Natural language region descriptions
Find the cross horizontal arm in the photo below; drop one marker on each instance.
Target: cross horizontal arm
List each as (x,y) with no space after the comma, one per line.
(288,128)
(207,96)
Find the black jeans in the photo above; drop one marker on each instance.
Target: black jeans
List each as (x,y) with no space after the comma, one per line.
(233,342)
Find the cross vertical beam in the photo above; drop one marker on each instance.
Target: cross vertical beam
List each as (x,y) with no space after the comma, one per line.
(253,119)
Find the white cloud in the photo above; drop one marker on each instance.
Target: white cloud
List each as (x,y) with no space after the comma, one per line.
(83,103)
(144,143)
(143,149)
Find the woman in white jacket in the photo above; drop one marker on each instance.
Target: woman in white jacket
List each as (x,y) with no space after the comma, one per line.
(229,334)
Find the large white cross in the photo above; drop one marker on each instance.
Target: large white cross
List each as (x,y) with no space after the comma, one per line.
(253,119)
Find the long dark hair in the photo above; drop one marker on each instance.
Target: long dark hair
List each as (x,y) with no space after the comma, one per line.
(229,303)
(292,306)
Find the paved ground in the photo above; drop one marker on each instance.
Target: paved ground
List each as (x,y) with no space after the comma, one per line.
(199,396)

- [PROMPT] Would you please set down the lines from the one with "Find the paved" to the end of the data above, exactly and without any other lines?

- [WRITTEN ANSWER]
Find the paved ground in the photo above; drop one marker on each instance.
Target: paved ground
List each as (x,y) with no space after the comma, one per line.
(199,396)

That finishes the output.